## TEXTO PROPORCIONADO

########

PAPA FRANCISCO / VOZ DEL PAPA
En la homilía de la Misa conmemorativa de los sesenta años
del Concilio Vaticano II, el Santo Padre nos anima a volver a él, porque eso,
de algún modo, no es ‘indietrismo’.
A continuación, las palabras del Papa Francisco en la tarde
del martes 11 de octubre, aniversario del inicio del Concilio que impulsó Juan
XXIII:
“¿Me amas?”. Es la primera frase que Jesús dirige a Pedro en
el Evangelio que hemos escuchado (Jn 21,15). La última, en cambio, es:
“Apacienta mis ovejas” (v. 17). En el aniversario de la apertura del Concilio
Vaticano II sentimos que el Señor nos dirige estas palabras también a nosotros,
a nosotros como Iglesia: ¿Me amas? Apacienta mis ovejas.
En primer lugar: ¿Me amas? Es una interrogación, porque el
estilo de Jesús no es tanto el de dar respuestas, como el de hacer preguntas,
preguntas que interpelan la vida. Y el Señor, que “habla a los hombres como
amigos, movido por su gran amor y mora con ellos” (Dei Verbum, 2), nos pregunta
todavía y seguirá preguntando siempre a la Iglesia, su esposa: “¿Me amas?”.
El Concilio Vaticano II fue una gran respuesta a esa
pregunta. Fue para reavivar su amor que la Iglesia, por primera vez en la
historia, dedicó un Concilio a interrogarse sobre sí misma, a reflexionar sobre
su propia naturaleza y su propia misión. Y se redescubrió como misterio de
gracia generado por el amor, se redescubrió como Pueblo de Dios, Cuerpo de
Cristo, templo vivo del Espíritu Santo.

########

## LISTADO PROPORCIONADO
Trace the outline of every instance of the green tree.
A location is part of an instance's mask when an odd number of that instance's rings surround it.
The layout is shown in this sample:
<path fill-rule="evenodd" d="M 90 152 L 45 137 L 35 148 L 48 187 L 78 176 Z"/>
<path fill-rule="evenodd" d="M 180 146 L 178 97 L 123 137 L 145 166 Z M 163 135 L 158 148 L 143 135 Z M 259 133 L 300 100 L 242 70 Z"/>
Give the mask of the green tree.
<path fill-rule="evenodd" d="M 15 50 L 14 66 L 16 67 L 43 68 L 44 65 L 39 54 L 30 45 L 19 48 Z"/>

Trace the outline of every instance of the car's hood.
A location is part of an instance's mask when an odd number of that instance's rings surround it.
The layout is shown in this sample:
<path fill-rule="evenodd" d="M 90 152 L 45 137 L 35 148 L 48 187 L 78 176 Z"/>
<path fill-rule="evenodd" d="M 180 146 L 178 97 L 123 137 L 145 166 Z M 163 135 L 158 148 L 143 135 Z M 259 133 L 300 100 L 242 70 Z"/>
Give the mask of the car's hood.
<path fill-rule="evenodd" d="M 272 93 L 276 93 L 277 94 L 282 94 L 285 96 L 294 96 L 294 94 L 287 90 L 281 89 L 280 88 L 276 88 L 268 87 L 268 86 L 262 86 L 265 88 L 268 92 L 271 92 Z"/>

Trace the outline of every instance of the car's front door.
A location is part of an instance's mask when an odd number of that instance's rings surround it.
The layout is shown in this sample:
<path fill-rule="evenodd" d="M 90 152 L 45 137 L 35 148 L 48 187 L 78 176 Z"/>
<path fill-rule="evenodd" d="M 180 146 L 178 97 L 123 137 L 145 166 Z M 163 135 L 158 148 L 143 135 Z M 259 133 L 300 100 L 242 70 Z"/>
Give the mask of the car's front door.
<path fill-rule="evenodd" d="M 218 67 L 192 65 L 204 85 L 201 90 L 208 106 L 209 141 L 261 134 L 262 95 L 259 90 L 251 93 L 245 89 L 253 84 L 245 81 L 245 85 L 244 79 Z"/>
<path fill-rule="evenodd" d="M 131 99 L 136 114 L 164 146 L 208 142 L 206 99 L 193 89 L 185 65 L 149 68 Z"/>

########

## PARTES DEL EJERCICIO
1 > Por favor, explica en una a tres oraciones por qué, según la homilía, "¿Me amas?" es una interrogación.
2 > ¿Cuál es la última frase que Jesús dirige a Pedro en el Evangelio citado en la homilía?
3 > Imprime el fragmento de la homilía desde "PAPA FRANCISCO /" hasta "Apacienta mis ovejas.", ambos incluidos.
El listado no interviene en este ejercicio.

## SOLUCIONES
1 > "¿Me amas?" es una interrogación porque el estilo de Jesús no consiste tanto en dar respuestas como en hacer preguntas. Son preguntas que interpelan la vida.

2 > "Apacienta mis ovejas".

3 >
PAPA FRANCISCO / VOZ DEL PAPA
En la homilía de la Misa conmemorativa de los sesenta años
del Concilio Vaticano II, el Santo Padre nos anima a volver a él, porque eso,
de algún modo, no es ‘indietrismo’.
A continuación, las palabras del Papa Francisco en la tarde
del martes 11 de octubre, aniversario del inicio del Concilio que impulsó Juan
XXIII:
“¿Me amas?”. Es la primera frase que Jesús dirige a Pedro en
el Evangelio que hemos escuchado (Jn 21,15). La última, en cambio, es:
“Apacienta mis ovejas” (v. 17). En el aniversario de la apertura del Concilio
Vaticano II sentimos que el Señor nos dirige estas palabras también a nosotros,
a nosotros como Iglesia: ¿Me amas? Apacienta mis ovejas.